## Supplied data
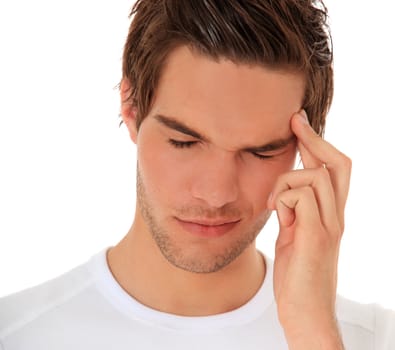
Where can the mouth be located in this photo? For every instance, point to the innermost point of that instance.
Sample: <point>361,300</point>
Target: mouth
<point>208,228</point>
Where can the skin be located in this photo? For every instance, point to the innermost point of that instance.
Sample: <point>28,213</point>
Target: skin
<point>232,110</point>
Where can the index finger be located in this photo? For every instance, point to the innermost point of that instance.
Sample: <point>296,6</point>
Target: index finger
<point>317,152</point>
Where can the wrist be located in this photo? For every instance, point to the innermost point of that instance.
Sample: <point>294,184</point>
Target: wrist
<point>319,336</point>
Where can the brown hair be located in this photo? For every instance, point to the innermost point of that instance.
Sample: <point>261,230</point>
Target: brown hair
<point>278,34</point>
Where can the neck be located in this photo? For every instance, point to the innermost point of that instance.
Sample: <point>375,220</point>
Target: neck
<point>142,271</point>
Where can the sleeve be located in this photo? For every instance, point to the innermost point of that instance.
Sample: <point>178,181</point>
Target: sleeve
<point>384,329</point>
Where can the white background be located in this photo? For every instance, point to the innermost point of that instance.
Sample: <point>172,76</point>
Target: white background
<point>67,169</point>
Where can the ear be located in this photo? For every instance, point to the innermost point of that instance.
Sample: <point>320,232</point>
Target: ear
<point>128,109</point>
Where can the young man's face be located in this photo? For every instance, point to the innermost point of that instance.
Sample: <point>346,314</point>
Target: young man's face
<point>209,152</point>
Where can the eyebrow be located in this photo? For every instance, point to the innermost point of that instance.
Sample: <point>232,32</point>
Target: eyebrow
<point>174,124</point>
<point>178,126</point>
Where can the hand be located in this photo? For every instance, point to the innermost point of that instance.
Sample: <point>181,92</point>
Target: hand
<point>310,207</point>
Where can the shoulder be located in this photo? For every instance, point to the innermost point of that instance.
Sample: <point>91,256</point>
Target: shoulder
<point>22,308</point>
<point>369,323</point>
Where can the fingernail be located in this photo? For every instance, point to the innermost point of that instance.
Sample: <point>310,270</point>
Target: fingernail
<point>303,117</point>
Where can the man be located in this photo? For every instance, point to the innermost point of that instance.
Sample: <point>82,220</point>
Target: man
<point>218,97</point>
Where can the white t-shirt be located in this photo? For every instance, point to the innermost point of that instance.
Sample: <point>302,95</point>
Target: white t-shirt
<point>87,309</point>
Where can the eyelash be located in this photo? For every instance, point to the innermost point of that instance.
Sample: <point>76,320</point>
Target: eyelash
<point>181,144</point>
<point>189,144</point>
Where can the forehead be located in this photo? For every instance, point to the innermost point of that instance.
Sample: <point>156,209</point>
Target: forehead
<point>228,101</point>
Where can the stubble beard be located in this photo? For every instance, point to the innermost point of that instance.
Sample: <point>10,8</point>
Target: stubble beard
<point>175,255</point>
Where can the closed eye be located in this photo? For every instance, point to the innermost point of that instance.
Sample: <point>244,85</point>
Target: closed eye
<point>262,156</point>
<point>181,144</point>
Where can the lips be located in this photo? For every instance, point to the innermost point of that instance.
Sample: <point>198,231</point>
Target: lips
<point>208,228</point>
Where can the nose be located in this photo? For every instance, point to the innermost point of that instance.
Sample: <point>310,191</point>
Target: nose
<point>216,181</point>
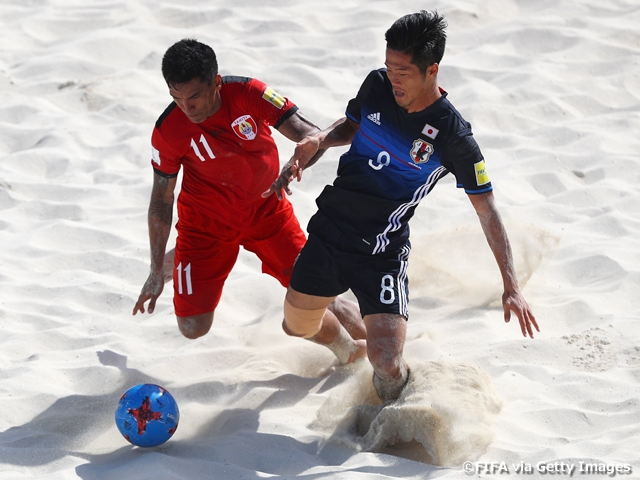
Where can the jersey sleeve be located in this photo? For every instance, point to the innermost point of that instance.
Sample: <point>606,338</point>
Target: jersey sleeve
<point>269,105</point>
<point>354,106</point>
<point>463,158</point>
<point>164,159</point>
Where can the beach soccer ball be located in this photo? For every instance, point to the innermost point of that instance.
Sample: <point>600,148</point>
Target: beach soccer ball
<point>147,415</point>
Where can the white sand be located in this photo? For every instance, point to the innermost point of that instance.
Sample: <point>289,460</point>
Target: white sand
<point>553,92</point>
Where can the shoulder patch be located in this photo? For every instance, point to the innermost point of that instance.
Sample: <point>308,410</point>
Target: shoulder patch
<point>274,98</point>
<point>482,177</point>
<point>235,79</point>
<point>165,114</point>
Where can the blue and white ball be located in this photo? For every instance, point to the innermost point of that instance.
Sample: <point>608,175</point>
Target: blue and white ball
<point>147,415</point>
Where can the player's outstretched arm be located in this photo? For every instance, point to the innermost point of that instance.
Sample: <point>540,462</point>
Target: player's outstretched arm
<point>159,217</point>
<point>309,149</point>
<point>493,228</point>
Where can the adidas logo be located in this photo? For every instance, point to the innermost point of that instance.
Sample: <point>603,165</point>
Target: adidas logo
<point>375,118</point>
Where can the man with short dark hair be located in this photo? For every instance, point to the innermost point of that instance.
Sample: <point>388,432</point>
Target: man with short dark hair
<point>404,136</point>
<point>217,129</point>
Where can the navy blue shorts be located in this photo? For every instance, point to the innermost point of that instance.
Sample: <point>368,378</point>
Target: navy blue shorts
<point>327,266</point>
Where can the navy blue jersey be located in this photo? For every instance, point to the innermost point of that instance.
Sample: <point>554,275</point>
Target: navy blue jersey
<point>394,161</point>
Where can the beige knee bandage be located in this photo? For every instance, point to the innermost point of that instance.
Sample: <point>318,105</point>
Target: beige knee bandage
<point>305,323</point>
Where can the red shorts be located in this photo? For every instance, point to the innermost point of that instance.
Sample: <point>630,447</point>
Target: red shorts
<point>206,251</point>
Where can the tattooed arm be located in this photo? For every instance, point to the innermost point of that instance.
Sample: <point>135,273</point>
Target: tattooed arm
<point>160,218</point>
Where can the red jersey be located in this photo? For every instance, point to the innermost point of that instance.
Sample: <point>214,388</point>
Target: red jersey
<point>229,159</point>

## Written instruction
Quote the material in full and exactly; do not carry over its pictures.

## Answer to this problem
Where can the mouth be located in this photo? For every instance, point to the innermost point of that instance.
Sample: <point>361,300</point>
Target: mouth
<point>208,228</point>
Where can the skin be located in this photo? For every instance, point to the innermost point of that instance.
Sample: <point>28,213</point>
Target: skin
<point>232,110</point>
Where can the index finger be located in this photo? For every instance, point to the innermost point of that instance.
Sample: <point>296,6</point>
Target: index finger
<point>317,152</point>
Where can the wrist be located in this photo? For every instance, point to the innermost point of that instance.
Sample: <point>294,184</point>
Target: wrist
<point>319,336</point>
Where can the brown hair be located in this photo? For every instance, point to the innermost point of that instance.
Sample: <point>261,230</point>
Target: brown hair
<point>278,34</point>
Where can the neck be located in this photo? For every instance, point to the innermost point of that instance.
Sample: <point>375,220</point>
Target: neck
<point>142,271</point>
Where can the sleeve be located in this photo? For every instance, point to the innermost point of that instance.
Sample: <point>178,181</point>
Target: sleeve
<point>384,329</point>
Where can the white background be located in this photo? For every instance, point to the innermost point of that instance.
Sample: <point>172,76</point>
Target: white background
<point>67,169</point>
Where can the ear be located in this photo? For every instance, point to the innermost point of that instance.
Sample: <point>320,232</point>
Target: ear
<point>128,109</point>
Where can the young man's face be located in this photo? For every instance, point to the innermost point of that instance.
Sample: <point>346,314</point>
Target: young man's face
<point>209,152</point>
Where can the eyebrow be located in this photo? For every instance, point to the innermost point of that instance.
Sample: <point>232,32</point>
Target: eyebrow
<point>174,124</point>
<point>178,126</point>
Where can the hand be located in this photo? For every instance, point to the innermost point of that instance.
Sample: <point>181,92</point>
Target: hand
<point>310,207</point>
Where can the shoulder be located in this photo? For every instance, point to the innermost point of that instance.
Sample: <point>91,256</point>
Target: shoulder
<point>22,308</point>
<point>369,323</point>
Where can the fingernail be located in this photo? For every instance, point to the innermost point of that instance.
Sample: <point>310,270</point>
Target: fingernail
<point>303,117</point>
Where can the man be located in this photo? For every instance, point to the innermost point of that instance.
Sample: <point>82,220</point>
Target: man
<point>218,97</point>
Where can the white t-shirt be located in this photo? For every instance, point to the innermost point of that instance.
Sample: <point>302,95</point>
Target: white t-shirt
<point>87,309</point>
Where can the eyelash be located in this photo? For every instance, point to the innermost point of that instance.
Sample: <point>76,320</point>
Target: eyelash
<point>181,144</point>
<point>189,144</point>
Where can the forehead be located in this photo? For every instance, point to the innermost point of that instance.
Sample: <point>156,209</point>
Target: forehead
<point>228,101</point>
Where can the stubble beard be located in this photo? For every instance, point to the innermost point of that instance.
Sample: <point>10,8</point>
Target: stubble beard
<point>175,255</point>
Where can the closed eye be located in this photo? For every instance, point to the innermost point of that instance.
Sample: <point>244,85</point>
Target: closed eye
<point>262,156</point>
<point>181,144</point>
Where can the lips be located in this photo? For every instance, point to the innermost point of that instance.
Sample: <point>198,231</point>
Target: lips
<point>208,228</point>
Where can the nose be located in this photo? For every instance, point to the innermost point of that instance.
Sample: <point>310,191</point>
Target: nose
<point>216,181</point>
Where can the jersey sleeve be located in this photo? For every instance, point to the innermost point of that instance.
Sample: <point>606,338</point>
Target: jersey sleeve
<point>269,105</point>
<point>354,106</point>
<point>463,158</point>
<point>164,159</point>
Where can the beach soccer ball be located in this photo? For every instance, point to the innermost point of that instance.
Sample: <point>600,148</point>
Target: beach soccer ball
<point>147,415</point>
Where can the white sand be located in this photo? For every instance, point to the innermost point of that instance.
Sample: <point>289,460</point>
Target: white sand
<point>553,92</point>
Where can the shoulder patch be located in this photo? For every instance, point to the innermost point of that instance.
Sample: <point>308,410</point>
Target: shoulder patch
<point>274,98</point>
<point>482,177</point>
<point>235,79</point>
<point>165,114</point>
Where can the blue and white ball be located in this photo? For every instance, point to the innermost point of that instance.
Sample: <point>608,175</point>
Target: blue and white ball
<point>147,415</point>
Where can the player's outstretched arm be located in this photo? For every instance, point to the innermost point of that instance.
Sample: <point>540,462</point>
Target: player's outstretched arm
<point>159,217</point>
<point>309,149</point>
<point>493,228</point>
Where can the adidas logo be located in this photo? For every instance, point to the innermost point of that instance.
Sample: <point>603,165</point>
Target: adidas logo
<point>375,118</point>
Where can the man with short dark hair be located in this photo? For every instance, point to the innermost point of that instance.
Sample: <point>388,432</point>
Target: man with short dark hair
<point>404,136</point>
<point>217,129</point>
Where can the navy blue shorts be located in this photo? For every instance, point to the innermost point of that instance.
Sample: <point>368,378</point>
Target: navy blue shorts
<point>327,266</point>
Where can the navy blue jersey be located in this photo? For every instance, point to the innermost point of that instance.
Sample: <point>554,275</point>
Target: navy blue jersey
<point>394,161</point>
Where can the beige knee bandage be located in this photo? For every instance, point to the innermost point of that instance.
Sample: <point>318,105</point>
Target: beige knee bandage
<point>305,323</point>
Where can the red shorts be located in this photo? For every instance, point to the innermost point of that instance.
Sample: <point>630,447</point>
Target: red shorts
<point>206,251</point>
Where can the tattooed arm be located in this photo? For every instance, point to the innermost point of that instance.
Sample: <point>135,273</point>
Target: tattooed arm
<point>160,218</point>
Where can the red jersey be located in this photo? For every instance, point to the innermost point of that instance.
Sample: <point>214,388</point>
Target: red jersey
<point>229,159</point>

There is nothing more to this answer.